**ARTICLE**
•••••

- From: Corentin Wallez <cwallez@google.com>
- Date: Tue, 28 Nov 2017 15:23:22 -0500
- To: public-gpu <public-gpu@w3.org>
- Message-ID: <CAGdfWNMm9BK16fi06eFY=qd+Q61-RTxaCtxeB33h6z-FP0t1ig@mail.gmail.com>
GPU Web 2017-11-15
Chair: Dean
Scribe: Ken w/ help from Kai
Location: Google Hangout
Minutes from last meeting
<https://docs.google.com/document/d/1oI7_SbWYs2bO0D4NqjOd8L7wAqNAswZa2nDfE1xmy9M>
TL;DR
-
Recap of the WASM CG meeting.
-
Status updates:
-
Apple: Has codegen from Secure HLSL to SPIR-V
-
Google: Wrote docs about NXT memory barriers and buffer mapping.
-
Resource upload/mapping
-
Goal of NXT’s design is to minimize copies. Explanation of the
transition concept.
-
Having resources being mapped is the best way to minimize copies in
UMA.
-
Discussion of having all resources be stageable vs. requiring a
creation flag. Become discussion of hints vs. explicit parameters.
-
NXT’s design uses a callback to signal when the mapped buffer is
ready, discussion whether this is necessary to avoid CPU-GPU races.
-
No meeting next week.
Tentative agenda
-
Administrative stuff (if any)

•••••

**LISTED ENTRIES**
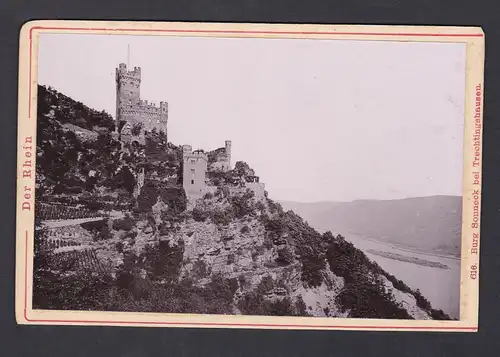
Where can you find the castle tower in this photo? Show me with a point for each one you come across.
(228, 153)
(128, 88)
(134, 112)
(193, 173)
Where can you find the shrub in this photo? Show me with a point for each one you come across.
(200, 215)
(222, 218)
(244, 229)
(285, 256)
(119, 247)
(200, 270)
(125, 224)
(230, 259)
(369, 300)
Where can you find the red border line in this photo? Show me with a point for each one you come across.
(256, 32)
(194, 324)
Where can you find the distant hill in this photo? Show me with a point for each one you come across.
(428, 224)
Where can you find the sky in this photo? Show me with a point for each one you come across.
(318, 120)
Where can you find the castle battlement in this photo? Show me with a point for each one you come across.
(188, 154)
(122, 70)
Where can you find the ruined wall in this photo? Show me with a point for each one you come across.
(194, 168)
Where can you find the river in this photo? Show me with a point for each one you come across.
(440, 286)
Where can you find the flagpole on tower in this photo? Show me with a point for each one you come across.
(128, 56)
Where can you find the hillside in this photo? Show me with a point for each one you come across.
(413, 223)
(233, 253)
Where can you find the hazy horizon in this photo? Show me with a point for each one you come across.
(367, 199)
(319, 121)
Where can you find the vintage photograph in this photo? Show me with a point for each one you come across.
(215, 175)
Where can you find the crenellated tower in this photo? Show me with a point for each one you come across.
(135, 116)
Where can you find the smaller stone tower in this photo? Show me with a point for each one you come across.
(228, 153)
(193, 173)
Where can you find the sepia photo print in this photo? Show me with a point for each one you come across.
(262, 177)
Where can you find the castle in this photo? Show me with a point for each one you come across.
(135, 116)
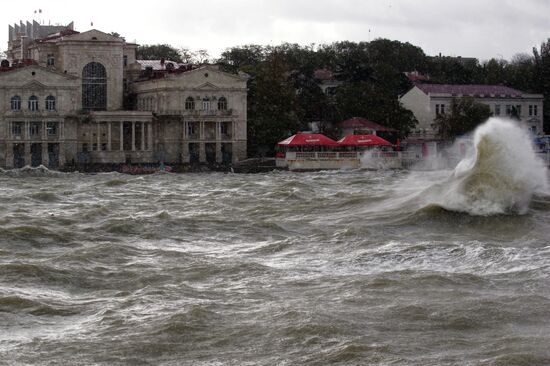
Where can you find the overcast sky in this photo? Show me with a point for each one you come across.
(468, 28)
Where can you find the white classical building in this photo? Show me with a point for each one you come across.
(427, 101)
(68, 97)
(204, 111)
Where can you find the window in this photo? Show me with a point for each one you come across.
(33, 103)
(191, 130)
(16, 128)
(16, 103)
(94, 87)
(51, 128)
(189, 104)
(34, 129)
(224, 128)
(205, 104)
(50, 60)
(50, 103)
(222, 104)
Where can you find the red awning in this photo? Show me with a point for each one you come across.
(308, 139)
(363, 140)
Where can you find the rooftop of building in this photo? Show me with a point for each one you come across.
(471, 90)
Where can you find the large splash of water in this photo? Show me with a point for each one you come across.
(499, 176)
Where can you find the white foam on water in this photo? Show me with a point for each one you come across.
(499, 175)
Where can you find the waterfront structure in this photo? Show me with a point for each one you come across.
(83, 98)
(362, 126)
(427, 101)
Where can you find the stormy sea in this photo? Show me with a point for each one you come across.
(360, 267)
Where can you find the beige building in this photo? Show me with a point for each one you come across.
(203, 114)
(426, 101)
(70, 98)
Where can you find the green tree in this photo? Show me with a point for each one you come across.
(157, 52)
(464, 116)
(542, 78)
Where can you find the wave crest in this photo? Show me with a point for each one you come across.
(499, 176)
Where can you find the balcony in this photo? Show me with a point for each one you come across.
(201, 113)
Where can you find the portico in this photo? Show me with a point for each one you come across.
(117, 137)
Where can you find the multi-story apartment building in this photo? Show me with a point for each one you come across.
(66, 97)
(427, 101)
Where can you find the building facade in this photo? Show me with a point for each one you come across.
(427, 101)
(83, 98)
(201, 114)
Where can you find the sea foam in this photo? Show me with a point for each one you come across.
(499, 175)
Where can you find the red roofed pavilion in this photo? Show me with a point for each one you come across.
(308, 139)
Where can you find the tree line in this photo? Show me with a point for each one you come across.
(284, 95)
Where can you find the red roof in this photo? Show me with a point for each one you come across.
(308, 139)
(355, 122)
(363, 140)
(470, 90)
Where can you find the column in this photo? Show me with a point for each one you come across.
(142, 136)
(109, 143)
(133, 136)
(61, 155)
(121, 136)
(45, 156)
(218, 143)
(9, 154)
(150, 136)
(28, 153)
(98, 136)
(185, 152)
(91, 132)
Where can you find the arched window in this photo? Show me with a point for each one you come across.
(189, 104)
(205, 104)
(50, 103)
(33, 103)
(16, 103)
(222, 104)
(94, 87)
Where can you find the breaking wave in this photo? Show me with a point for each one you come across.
(499, 176)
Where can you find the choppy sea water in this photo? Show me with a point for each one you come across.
(270, 269)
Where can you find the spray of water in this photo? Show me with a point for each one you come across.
(498, 176)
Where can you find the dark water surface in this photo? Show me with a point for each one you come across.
(274, 269)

•••••

**INSTRUCTIONS FOR THE TASK**
Retype the GPU Web meeting minutes in full, reproducing every line, character for character. Rely on the GPU Web meeting minutes alone, not on the records.

**COMPLETE RESPONSE**
- From: Corentin Wallez <cwallez@google.com>
- Date: Tue, 28 Nov 2017 15:23:22 -0500
- To: public-gpu <public-gpu@w3.org>
- Message-ID: <CAGdfWNMm9BK16fi06eFY=qd+Q61-RTxaCtxeB33h6z-FP0t1ig@mail.gmail.com>
GPU Web 2017-11-15
Chair: Dean
Scribe: Ken w/ help from Kai
Location: Google Hangout
Minutes from last meeting
<https://docs.google.com/document/d/1oI7_SbWYs2bO0D4NqjOd8L7wAqNAswZa2nDfE1xmy9M>
TL;DR
-
Recap of the WASM CG meeting.
-
Status updates:
-
Apple: Has codegen from Secure HLSL to SPIR-V
-
Google: Wrote docs about NXT memory barriers and buffer mapping.
-
Resource upload/mapping
-
Goal of NXT’s design is to minimize copies. Explanation of the
transition concept.
-
Having resources being mapped is the best way to minimize copies in
UMA.
-
Discussion of having all resources be stageable vs. requiring a
creation flag. Become discussion of hints vs. explicit parameters.
-
NXT’s design uses a callback to signal when the mapped buffer is
ready, discussion whether this is necessary to avoid CPU-GPU races.
-
No meeting next week.
Tentative agenda
-
Administrative stuff (if any)